What the task requires: Could you copy every one of the items below word for word, leaving the pictures out?

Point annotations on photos
════

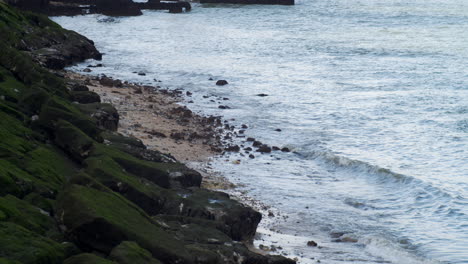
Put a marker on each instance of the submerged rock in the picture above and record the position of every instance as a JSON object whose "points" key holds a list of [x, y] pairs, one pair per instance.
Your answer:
{"points": [[221, 82]]}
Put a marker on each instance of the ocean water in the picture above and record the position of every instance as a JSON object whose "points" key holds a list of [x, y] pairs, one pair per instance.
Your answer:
{"points": [[371, 96]]}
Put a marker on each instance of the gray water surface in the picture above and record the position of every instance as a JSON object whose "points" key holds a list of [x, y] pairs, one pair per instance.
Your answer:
{"points": [[372, 96]]}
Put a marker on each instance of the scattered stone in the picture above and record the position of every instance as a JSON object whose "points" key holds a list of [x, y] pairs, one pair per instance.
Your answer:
{"points": [[178, 135], [77, 87], [311, 243], [264, 149], [221, 82], [234, 148], [156, 134]]}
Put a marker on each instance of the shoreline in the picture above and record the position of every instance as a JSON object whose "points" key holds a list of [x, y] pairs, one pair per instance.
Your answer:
{"points": [[74, 190], [157, 118]]}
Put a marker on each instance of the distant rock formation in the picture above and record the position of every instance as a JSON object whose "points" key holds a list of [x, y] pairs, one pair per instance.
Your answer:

════

Finished exercise:
Put a marker on each instance of the submerged rock in the picture above and record the position of every instance as a JSON object whose "points" key holds a list of [x, y] pairs, one pair per instance.
Your answer:
{"points": [[221, 82]]}
Put a marker on each instance of the ocean water in the picture above and record the position of every instance as a JSON object whose "points" key holds a list of [x, y] pairs, one pair per instance.
Your answer:
{"points": [[371, 96]]}
Put a marker on each instance of the gray water surface in the picture above and record the position of every instance as a JSON object whose "points" key holds a list of [x, y] pairs, one pair per instance.
Your answer:
{"points": [[372, 96]]}
Put a marker on each instance of the scattered stone in the picture above and record the position of every instance as a JSON object whose "points" key holds a list of [x, y] pairs, one pair per instance.
Your answer:
{"points": [[178, 135], [77, 87], [311, 243], [264, 149], [221, 82], [234, 148], [156, 134]]}
Put a marker on each instance of the shoreline in the picture above and record the position of every instance as a JSON object whose "points" key holds a list of [x, y] pairs, one pair per instance.
Your answer:
{"points": [[74, 190], [157, 118]]}
Put a marker on each instance of the distant rock formation in the picture above and record the position of every instance as a JSON object whose "points" key holds a list of [x, y] pairs, one pair per instance.
Your answer:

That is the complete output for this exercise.